■ Source material
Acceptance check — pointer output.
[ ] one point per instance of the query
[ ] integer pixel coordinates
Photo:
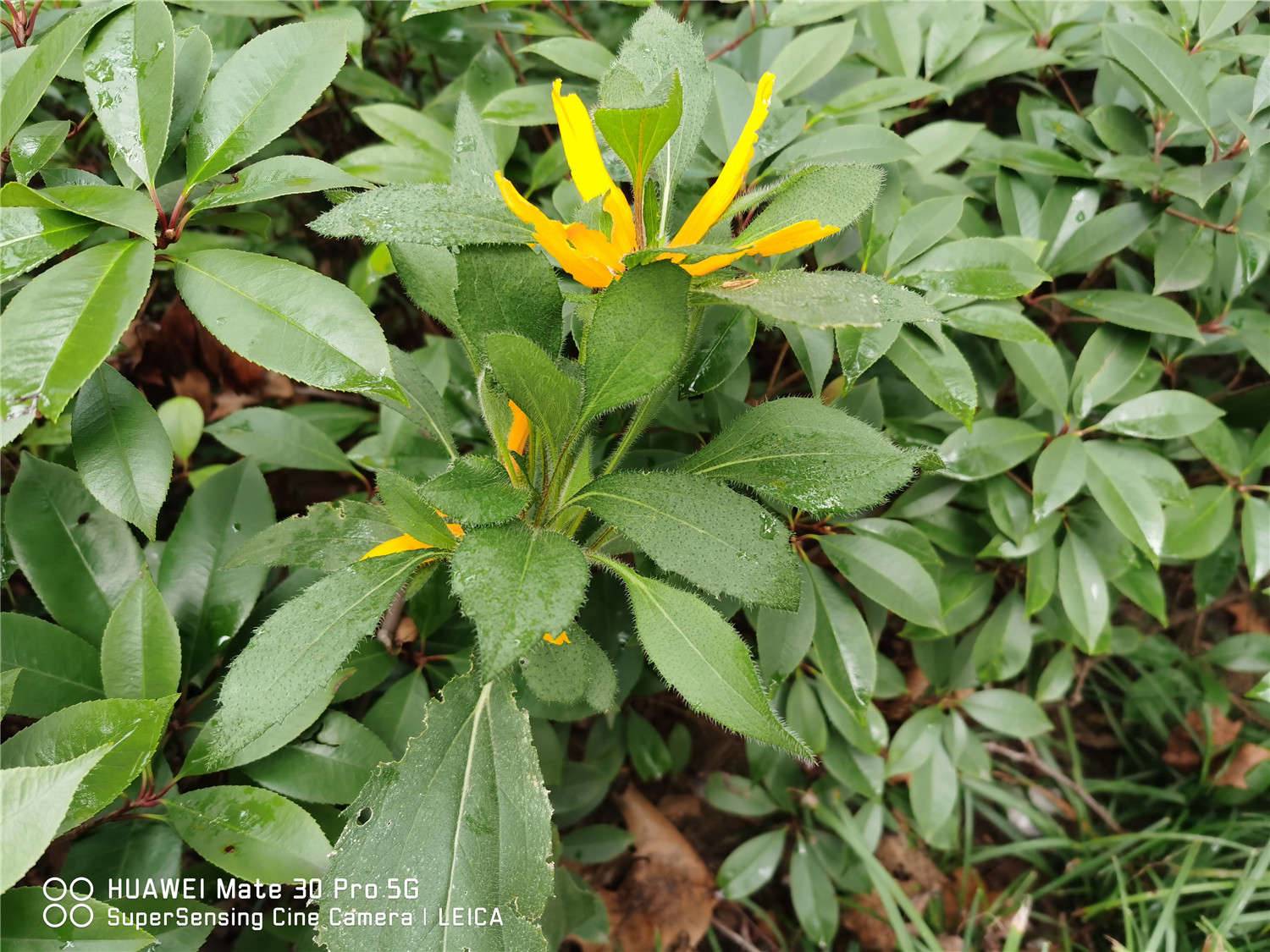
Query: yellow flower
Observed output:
(596, 259)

■ Set problem
Reproduce every line of the records above, character for character, and leave out the pictures.

■ Written answer
Acceptance check — pointer output.
[ ] one point per instance of the query
[ ] integer pixel coordinates
Photo:
Query: yellow flower
Observed output:
(596, 259)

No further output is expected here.